======== Extract
Bihar Board Class 9th Maths Solutions Chapter 10 Circles Ex 10.6 Textbook Questions and Answers.

## BSEB Bihar Board Class 9th Maths Solutions Chapter 10 Circles Ex 10.6

Question 1.

Prove that the line of centres of two intersecting circles subtends equal angles at the two points of intersection.

Solution:

Given : Two circles with centres A and B, which intersect each other at C and D.

To prove : ∠ACB = ∠ADB

Construction : Join AC, AD, BD and BC.

Proof: In ∆s ACB and ADB, we have

AC = AD [Radii of the same circle]

BC = BD [Radii of the same circle]

∴ By SSS criterion of congruence,

∆ ACB ≅ ∆ ADB

⇒ ∠ACB = ∠ADB [C.P.C.T.]

Question 2.

Two chords AB and CD of length 5 cm and 11 respectively of a circle are parallel to each other and are on opposite sides of its centre. If the distance between AB and CD is 6 cm, find the radius of the circle.
================
======== Information shown
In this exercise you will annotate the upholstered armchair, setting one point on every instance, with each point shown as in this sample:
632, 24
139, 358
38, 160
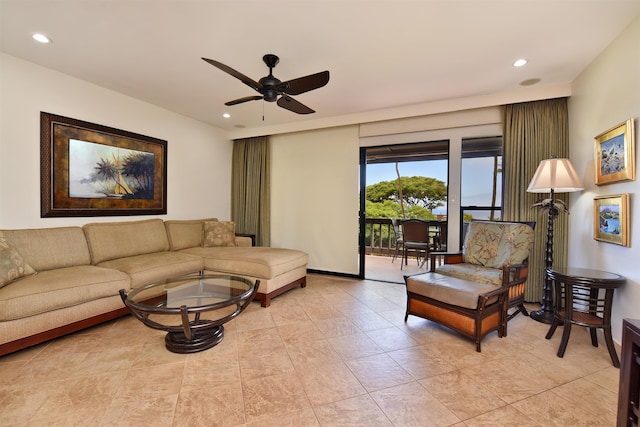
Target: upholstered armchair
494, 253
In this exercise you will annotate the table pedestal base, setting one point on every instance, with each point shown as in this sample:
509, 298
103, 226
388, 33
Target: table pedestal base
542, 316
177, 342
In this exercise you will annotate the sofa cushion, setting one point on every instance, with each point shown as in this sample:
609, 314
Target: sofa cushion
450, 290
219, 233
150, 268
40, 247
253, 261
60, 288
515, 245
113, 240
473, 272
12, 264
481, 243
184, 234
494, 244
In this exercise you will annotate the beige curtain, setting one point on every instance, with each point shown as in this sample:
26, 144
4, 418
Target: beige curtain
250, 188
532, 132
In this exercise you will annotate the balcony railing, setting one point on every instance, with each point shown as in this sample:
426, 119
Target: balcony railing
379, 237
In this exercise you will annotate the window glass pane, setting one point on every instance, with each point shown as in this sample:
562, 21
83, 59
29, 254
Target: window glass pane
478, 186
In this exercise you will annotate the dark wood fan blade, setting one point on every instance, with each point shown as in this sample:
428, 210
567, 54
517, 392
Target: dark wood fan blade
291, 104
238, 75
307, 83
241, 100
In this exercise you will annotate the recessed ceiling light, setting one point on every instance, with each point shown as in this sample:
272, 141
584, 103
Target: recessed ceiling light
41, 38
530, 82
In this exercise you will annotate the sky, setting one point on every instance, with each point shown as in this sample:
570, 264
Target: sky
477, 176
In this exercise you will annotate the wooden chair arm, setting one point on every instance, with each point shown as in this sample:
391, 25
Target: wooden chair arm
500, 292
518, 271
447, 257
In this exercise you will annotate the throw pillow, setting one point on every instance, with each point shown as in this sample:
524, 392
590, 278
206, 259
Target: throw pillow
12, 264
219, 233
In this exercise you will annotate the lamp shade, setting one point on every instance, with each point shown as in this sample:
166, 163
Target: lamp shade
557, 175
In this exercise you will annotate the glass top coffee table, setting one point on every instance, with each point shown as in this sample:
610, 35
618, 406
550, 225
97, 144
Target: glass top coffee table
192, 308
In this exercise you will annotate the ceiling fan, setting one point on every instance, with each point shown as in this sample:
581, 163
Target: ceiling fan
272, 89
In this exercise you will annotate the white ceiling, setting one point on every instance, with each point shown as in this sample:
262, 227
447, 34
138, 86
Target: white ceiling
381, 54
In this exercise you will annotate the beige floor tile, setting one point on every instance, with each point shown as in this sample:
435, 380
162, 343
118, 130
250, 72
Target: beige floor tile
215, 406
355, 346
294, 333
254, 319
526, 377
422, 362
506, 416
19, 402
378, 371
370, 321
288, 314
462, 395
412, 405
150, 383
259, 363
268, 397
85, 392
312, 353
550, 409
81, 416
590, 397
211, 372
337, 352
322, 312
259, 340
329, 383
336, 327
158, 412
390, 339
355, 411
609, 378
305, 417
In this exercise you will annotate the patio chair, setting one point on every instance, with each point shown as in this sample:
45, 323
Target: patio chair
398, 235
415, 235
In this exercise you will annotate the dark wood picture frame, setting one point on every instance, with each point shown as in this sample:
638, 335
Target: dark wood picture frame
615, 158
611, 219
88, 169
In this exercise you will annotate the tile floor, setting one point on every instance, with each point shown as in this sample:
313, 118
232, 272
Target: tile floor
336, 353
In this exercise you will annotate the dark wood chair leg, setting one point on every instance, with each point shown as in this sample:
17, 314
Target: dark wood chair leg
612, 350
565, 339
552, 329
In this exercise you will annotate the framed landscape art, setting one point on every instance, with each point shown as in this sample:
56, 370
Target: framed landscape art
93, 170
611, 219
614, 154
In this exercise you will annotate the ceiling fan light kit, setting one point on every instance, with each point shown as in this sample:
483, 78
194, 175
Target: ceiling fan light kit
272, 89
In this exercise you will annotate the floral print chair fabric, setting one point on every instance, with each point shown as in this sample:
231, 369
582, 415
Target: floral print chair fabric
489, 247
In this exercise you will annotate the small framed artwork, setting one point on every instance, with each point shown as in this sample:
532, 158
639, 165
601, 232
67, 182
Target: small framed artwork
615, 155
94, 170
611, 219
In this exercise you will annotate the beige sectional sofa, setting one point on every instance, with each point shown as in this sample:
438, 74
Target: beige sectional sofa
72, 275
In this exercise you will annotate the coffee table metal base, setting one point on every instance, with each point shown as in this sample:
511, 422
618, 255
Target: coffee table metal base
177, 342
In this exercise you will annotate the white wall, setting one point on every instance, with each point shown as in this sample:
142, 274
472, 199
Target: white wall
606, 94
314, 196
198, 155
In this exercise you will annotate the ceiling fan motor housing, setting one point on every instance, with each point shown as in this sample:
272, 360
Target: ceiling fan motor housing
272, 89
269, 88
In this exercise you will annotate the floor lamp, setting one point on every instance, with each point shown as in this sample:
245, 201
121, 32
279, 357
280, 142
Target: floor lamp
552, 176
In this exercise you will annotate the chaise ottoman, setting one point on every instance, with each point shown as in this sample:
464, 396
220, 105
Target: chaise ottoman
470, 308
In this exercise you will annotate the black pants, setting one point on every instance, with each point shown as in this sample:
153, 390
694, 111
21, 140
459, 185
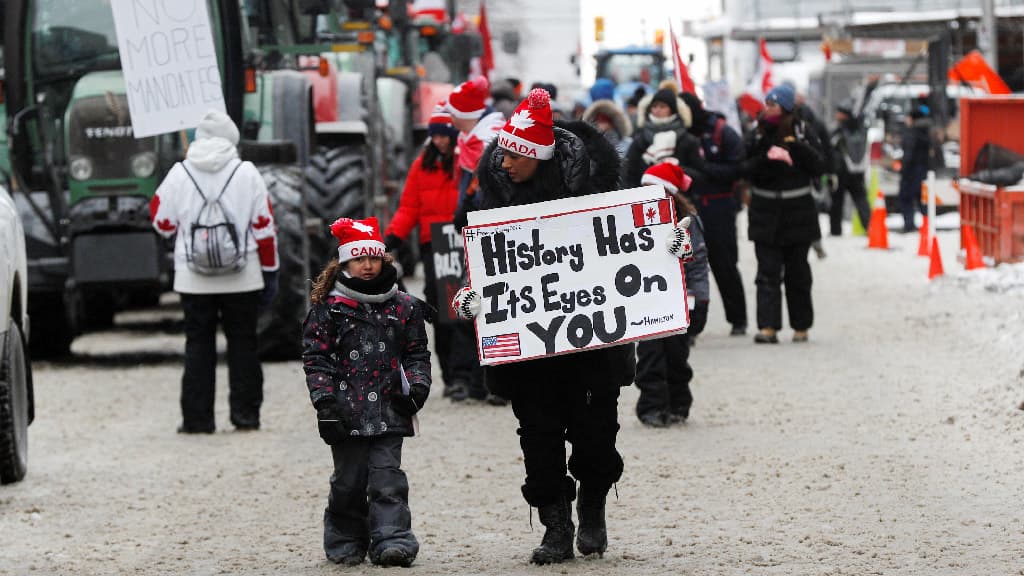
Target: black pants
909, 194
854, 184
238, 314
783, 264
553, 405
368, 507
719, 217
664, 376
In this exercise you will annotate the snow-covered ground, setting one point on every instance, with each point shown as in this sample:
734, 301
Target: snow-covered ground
================
* **Direction 1**: Rewrite the circles solutions passage starting at "Question 1." and ending at "AD, BD and BC.", putting "centers" wherever "centres" appears.
* **Direction 2**: Summarize the circles solutions page in two sentences.
* **Direction 3**: Carry on the circles solutions page from the point where it stops.

* **Final answer 1**:
Question 1.

Prove that the line of centers of two intersecting circles subtends equal angles at the two points of intersection.

Solution:

Given : Two circles with centers A and B, which intersect each other at C and D.

To prove : ∠ACB = ∠ADB

Construction : Join AC, AD, BD and BC.

* **Final answer 2**: The page gives textbook solutions for Exercise 10.6 of the Circles chapter in Bihar Board Class 9 maths, starting with a proof that the line of centers of two intersecting circles subtends equal angles at the two points of intersection. The proof shows that triangles ACB and ADB are congruent by the SSS criterion, since AC = AD and BC = BD as radii of the same circle, so ∠ACB = ∠ADB.

* **Final answer 3**:
Solution:

Let O be the centre of the given circle and let its radius be r cm. Draw OP ⊥ AB and OQ ⊥ CD. Since OP ⊥ AB, OQ ⊥ CD and AB || CD. Therefore, points collinear. So, PQ = 6 cm.

Let OP = x. Then, OQ = (6 – x) cm.

Join OA and OC. Then, OA = OC – r.

Since the perpendicular from the centre to a chord of the circle bisects the chord.

∴ AP = PB = 2.5 cm and CQ = QD = 5.5 cm.

In right ∆s OAP and OCQ, we have

OA² = OP² + AP² and OC² = OQ² + CQ²

⇒ r² = x² + (2.5)² … (1)

and r² = (6 – x)² + (5.5)² … (2)

⇒ x² + (2.5)² = (6 – x)² + (5.5)²

⇒ x² + 6.25 = 36 – 12x + x² + 30.25

⇒ 12x = 60 ⇒ x = 5

Putting x = 5 in (1), we get

r² = 5² + (2.5)2 = 25 + 6.25 = 31.25

⇒ r = \(\sqrt{31.25}\) = 5.6 (approx.)

Hence, the radius of the circle is 5.6 cm (approx.)

Question 3.

The lengths of two parallel chords of a circle are 6 cm and 8 cm. If the smaller chord is at distance 4 cm from the centre, what is the distance of the other chord from the centre.

Solution:

Let AB and CD be two parallel chords of a circle with centre O such that AB = 6 cm and CD = 8 cm.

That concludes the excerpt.